(Stored data entries)

────────────────────────────────────────

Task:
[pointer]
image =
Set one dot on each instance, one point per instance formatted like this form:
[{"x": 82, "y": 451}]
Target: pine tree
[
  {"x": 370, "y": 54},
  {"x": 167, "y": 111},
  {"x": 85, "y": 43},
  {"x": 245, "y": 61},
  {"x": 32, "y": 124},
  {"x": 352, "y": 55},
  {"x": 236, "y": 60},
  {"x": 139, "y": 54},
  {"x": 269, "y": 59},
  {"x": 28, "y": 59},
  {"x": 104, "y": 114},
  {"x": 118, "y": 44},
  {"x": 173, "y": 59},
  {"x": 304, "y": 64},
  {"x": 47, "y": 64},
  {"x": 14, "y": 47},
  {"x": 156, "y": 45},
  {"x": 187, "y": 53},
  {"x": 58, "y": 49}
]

────────────────────────────────────────

__PROBLEM__. Return the whole of the data, character for character.

__ANSWER SECTION__.
Task:
[pointer]
image =
Set one dot on each instance, one point per instance formatted like this form:
[{"x": 82, "y": 451}]
Target: pine tree
[
  {"x": 370, "y": 54},
  {"x": 167, "y": 111},
  {"x": 85, "y": 43},
  {"x": 245, "y": 61},
  {"x": 32, "y": 124},
  {"x": 352, "y": 55},
  {"x": 236, "y": 60},
  {"x": 139, "y": 54},
  {"x": 269, "y": 59},
  {"x": 28, "y": 59},
  {"x": 104, "y": 114},
  {"x": 118, "y": 44},
  {"x": 173, "y": 59},
  {"x": 304, "y": 64},
  {"x": 47, "y": 64},
  {"x": 14, "y": 47},
  {"x": 156, "y": 45},
  {"x": 187, "y": 53},
  {"x": 58, "y": 49}
]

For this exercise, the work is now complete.